- **Input data**
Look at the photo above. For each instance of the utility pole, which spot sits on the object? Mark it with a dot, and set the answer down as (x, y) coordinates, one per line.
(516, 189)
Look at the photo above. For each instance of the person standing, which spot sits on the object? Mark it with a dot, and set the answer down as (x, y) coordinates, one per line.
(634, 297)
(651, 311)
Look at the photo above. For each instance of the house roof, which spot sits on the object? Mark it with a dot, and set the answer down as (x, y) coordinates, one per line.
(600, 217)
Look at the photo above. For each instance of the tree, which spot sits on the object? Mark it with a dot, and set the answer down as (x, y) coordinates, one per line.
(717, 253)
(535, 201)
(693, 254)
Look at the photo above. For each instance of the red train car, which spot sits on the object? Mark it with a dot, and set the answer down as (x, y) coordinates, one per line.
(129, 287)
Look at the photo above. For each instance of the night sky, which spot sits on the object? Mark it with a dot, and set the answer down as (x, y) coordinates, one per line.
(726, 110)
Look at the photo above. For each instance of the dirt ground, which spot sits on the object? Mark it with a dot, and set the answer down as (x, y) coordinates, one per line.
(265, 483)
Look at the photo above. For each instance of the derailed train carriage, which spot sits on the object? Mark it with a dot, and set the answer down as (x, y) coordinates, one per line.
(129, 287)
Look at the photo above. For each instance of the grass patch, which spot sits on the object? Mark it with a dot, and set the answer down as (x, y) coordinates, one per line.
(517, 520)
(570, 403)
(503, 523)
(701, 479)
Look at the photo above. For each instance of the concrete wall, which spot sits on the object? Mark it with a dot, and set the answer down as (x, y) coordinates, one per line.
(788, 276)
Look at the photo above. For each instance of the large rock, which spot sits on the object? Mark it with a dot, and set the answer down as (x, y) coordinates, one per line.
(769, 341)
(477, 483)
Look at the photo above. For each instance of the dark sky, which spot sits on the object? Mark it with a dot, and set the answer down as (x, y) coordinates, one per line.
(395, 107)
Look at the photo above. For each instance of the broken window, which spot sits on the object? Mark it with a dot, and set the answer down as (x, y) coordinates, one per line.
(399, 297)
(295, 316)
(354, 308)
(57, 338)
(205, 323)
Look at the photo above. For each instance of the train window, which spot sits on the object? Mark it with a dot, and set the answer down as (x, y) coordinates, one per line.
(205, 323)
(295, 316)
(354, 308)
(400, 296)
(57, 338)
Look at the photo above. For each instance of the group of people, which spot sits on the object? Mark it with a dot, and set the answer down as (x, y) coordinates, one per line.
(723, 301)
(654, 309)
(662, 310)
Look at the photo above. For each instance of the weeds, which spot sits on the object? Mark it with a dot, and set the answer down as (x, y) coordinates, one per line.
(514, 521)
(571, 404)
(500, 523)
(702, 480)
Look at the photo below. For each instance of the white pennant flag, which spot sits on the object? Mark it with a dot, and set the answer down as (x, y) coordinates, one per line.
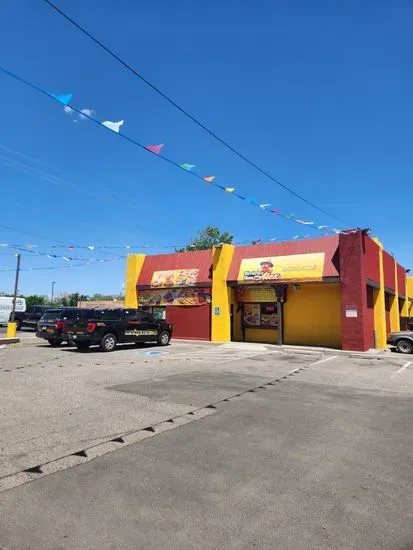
(114, 126)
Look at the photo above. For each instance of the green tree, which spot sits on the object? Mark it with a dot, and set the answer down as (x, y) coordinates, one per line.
(36, 300)
(207, 238)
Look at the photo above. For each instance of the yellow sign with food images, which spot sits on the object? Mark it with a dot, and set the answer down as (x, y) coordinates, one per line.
(262, 293)
(175, 297)
(174, 277)
(297, 267)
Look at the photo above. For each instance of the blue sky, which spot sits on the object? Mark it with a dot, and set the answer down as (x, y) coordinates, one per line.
(318, 94)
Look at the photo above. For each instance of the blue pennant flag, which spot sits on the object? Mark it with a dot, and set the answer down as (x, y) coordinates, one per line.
(64, 99)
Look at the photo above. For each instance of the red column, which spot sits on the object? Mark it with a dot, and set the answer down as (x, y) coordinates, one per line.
(357, 320)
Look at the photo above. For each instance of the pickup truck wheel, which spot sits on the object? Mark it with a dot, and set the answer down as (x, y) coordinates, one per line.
(404, 346)
(82, 346)
(55, 343)
(108, 342)
(164, 338)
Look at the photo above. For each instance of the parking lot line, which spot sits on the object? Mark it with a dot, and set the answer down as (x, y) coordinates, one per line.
(324, 360)
(401, 369)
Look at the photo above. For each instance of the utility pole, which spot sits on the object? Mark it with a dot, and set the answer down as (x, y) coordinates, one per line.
(16, 286)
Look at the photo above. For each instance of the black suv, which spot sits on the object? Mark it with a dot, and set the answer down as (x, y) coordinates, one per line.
(30, 317)
(51, 325)
(107, 327)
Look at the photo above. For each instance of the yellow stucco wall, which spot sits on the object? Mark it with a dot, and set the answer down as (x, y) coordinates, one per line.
(237, 320)
(379, 305)
(394, 308)
(221, 294)
(134, 265)
(409, 287)
(312, 315)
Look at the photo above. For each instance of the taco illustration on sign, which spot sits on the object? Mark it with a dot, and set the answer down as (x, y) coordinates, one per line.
(266, 266)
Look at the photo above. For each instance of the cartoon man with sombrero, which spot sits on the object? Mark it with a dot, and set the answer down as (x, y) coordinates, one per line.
(266, 266)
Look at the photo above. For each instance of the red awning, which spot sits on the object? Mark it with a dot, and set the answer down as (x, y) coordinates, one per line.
(328, 245)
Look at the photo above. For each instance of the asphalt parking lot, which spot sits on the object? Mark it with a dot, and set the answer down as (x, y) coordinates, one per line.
(204, 446)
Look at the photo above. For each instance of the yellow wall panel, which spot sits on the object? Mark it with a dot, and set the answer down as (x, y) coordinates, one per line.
(312, 315)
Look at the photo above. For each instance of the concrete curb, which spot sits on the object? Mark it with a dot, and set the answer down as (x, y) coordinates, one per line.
(9, 341)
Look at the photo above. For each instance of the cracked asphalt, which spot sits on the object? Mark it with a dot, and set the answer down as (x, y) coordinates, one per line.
(298, 451)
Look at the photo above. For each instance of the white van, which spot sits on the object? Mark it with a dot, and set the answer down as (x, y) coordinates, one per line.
(6, 307)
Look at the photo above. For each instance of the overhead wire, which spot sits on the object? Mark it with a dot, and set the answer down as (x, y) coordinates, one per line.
(158, 155)
(194, 119)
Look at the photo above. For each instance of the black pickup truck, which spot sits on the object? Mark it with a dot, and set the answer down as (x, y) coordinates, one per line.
(106, 327)
(30, 317)
(51, 325)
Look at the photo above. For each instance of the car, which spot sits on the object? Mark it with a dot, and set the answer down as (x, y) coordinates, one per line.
(50, 327)
(31, 316)
(402, 341)
(108, 327)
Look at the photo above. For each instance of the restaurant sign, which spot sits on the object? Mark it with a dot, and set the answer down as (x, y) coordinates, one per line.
(297, 267)
(174, 297)
(262, 293)
(174, 278)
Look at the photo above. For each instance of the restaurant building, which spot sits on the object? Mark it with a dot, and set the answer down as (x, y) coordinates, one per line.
(342, 291)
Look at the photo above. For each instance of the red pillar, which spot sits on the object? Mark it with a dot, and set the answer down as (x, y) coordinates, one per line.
(357, 319)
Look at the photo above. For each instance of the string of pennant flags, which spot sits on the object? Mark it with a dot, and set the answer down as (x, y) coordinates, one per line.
(28, 250)
(33, 248)
(157, 150)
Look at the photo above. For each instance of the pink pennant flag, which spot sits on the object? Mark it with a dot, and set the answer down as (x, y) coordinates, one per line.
(155, 149)
(304, 223)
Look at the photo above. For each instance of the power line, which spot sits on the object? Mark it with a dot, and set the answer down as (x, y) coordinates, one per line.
(188, 115)
(168, 160)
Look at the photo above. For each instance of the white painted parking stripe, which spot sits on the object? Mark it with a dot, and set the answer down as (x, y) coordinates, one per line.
(401, 369)
(238, 358)
(324, 360)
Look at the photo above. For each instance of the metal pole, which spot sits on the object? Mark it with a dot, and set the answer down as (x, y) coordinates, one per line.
(16, 286)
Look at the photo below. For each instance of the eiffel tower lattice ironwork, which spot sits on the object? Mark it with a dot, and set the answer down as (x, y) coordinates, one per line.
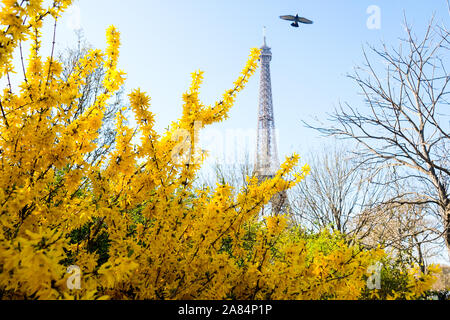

- **Short exercise**
Copy the records word for word from the line holding "Look at the photo above. For each instance of the power" through the end of the records, including both ends. Omit the pictures.

- **Answer to this exercise**
Look at the photo above. For each instance of the power line, which spot sits on the object? Mark it with a dot, and set the answer down as (x, y) coordinates, one per line.
(188, 115)
(168, 160)
Look at the photo above. For each instance of the white painted parking stripe, which spot sits on the object? Mark it with a dot, and set the answer down as (x, y) coordinates, one per line.
(401, 369)
(238, 358)
(324, 360)
Look at the photo above. For each instance of the metal pole, which spot sits on the object? Mark it with a dot, and set the answer down as (x, y) coordinates, one per line.
(16, 286)
Look at the photo below. For each instance of the eiffel tower lattice ironwork, which spot sits on the object? Mark it with a dot, and set the answer down as (x, y) coordinates, one per line.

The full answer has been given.